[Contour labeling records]
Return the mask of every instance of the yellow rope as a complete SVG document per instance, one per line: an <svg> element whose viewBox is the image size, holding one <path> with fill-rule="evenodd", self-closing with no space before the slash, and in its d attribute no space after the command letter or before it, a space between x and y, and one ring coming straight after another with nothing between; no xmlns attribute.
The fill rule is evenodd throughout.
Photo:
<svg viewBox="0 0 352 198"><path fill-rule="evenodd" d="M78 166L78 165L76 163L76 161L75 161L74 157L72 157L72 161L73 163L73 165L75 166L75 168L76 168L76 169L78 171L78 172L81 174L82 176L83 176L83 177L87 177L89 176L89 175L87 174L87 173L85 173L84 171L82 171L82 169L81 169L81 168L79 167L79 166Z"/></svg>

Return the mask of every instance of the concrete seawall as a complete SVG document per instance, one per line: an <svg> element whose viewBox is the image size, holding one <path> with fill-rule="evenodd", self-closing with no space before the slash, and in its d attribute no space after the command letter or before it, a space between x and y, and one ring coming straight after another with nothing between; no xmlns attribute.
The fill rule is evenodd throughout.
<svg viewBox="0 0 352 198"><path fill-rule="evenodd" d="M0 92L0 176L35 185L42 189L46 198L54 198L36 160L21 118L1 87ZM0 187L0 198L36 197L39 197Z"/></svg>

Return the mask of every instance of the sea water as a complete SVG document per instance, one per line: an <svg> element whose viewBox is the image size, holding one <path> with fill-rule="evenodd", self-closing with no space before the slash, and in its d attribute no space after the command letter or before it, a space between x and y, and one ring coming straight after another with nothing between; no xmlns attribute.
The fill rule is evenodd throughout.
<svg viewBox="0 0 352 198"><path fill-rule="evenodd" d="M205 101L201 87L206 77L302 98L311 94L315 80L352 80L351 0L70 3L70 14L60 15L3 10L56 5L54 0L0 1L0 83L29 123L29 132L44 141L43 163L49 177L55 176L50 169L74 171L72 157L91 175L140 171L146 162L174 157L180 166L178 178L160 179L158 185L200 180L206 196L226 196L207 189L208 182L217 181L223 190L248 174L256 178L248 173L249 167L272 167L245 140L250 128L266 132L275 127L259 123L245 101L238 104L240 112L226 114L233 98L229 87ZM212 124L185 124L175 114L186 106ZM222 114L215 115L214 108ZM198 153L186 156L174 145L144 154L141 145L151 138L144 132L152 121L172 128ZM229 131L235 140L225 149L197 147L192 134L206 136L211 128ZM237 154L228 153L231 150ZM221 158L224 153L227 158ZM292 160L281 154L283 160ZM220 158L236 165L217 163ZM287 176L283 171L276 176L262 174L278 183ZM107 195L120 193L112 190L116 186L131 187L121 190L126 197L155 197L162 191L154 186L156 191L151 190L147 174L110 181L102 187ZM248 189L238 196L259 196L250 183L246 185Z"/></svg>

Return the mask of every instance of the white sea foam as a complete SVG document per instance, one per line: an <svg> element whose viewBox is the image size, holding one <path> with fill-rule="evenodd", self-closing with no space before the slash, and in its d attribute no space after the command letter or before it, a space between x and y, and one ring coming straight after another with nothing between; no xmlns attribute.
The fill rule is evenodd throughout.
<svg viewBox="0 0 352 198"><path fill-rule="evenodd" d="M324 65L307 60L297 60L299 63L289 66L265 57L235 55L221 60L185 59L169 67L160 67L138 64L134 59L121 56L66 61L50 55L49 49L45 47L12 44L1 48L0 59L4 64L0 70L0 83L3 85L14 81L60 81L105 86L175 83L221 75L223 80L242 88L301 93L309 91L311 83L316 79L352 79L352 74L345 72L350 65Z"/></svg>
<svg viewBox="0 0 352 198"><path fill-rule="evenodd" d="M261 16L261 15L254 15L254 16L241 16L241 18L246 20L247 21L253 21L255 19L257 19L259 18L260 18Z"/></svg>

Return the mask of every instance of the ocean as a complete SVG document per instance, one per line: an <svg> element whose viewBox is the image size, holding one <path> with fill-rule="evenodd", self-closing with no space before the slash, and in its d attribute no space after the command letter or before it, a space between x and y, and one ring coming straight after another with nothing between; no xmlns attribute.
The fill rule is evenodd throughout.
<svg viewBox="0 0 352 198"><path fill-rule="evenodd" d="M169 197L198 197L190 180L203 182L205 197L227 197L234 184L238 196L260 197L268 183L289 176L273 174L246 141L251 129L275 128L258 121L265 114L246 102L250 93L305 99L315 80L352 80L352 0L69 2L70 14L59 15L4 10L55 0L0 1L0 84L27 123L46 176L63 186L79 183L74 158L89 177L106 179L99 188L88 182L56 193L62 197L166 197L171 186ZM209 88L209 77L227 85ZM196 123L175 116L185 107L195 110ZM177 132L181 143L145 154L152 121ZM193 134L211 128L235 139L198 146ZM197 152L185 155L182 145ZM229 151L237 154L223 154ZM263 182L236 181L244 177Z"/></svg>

- SET TASK: Output the lines from the start of the records through the line containing "92L0 176L35 185L42", inclusive, as a JSON list of strings with one string per line and blank lines left out.

- RESULT OF THE EXERCISE:
[
  "Return the mask of every instance of the yellow rope as a complete SVG document per instance, one per line: an <svg> element whose viewBox is the image size, holding one <path> with fill-rule=\"evenodd\", self-closing with no space before the slash, and in its d attribute no space after the command letter or before it, a space between x and y, and one ring coming straight after another with nothing between; no xmlns attribute.",
  "The fill rule is evenodd throughout.",
  "Photo:",
  "<svg viewBox=\"0 0 352 198\"><path fill-rule=\"evenodd\" d=\"M78 166L78 165L76 163L76 161L75 161L74 157L72 157L72 161L73 163L73 165L75 166L75 168L76 168L76 169L78 171L78 172L81 174L82 176L83 176L83 177L87 177L89 176L89 175L87 174L87 173L85 173L84 171L82 171L82 169L81 169L81 168L79 167L79 166Z\"/></svg>",
  "Return the mask of every instance of the concrete seawall as a complete SVG document per instance, one per line: an <svg> element whose viewBox is the image size, holding one <path> with fill-rule=\"evenodd\", self-closing with no space before the slash, and in its d attribute no space after the command letter or before it, a space between x and y, and one ring coming straight after another with nothing between; no xmlns attribute.",
  "The fill rule is evenodd throughout.",
  "<svg viewBox=\"0 0 352 198\"><path fill-rule=\"evenodd\" d=\"M0 92L0 176L35 185L42 189L46 198L54 198L36 160L21 118L1 87ZM0 187L0 198L36 197L39 197Z\"/></svg>"
]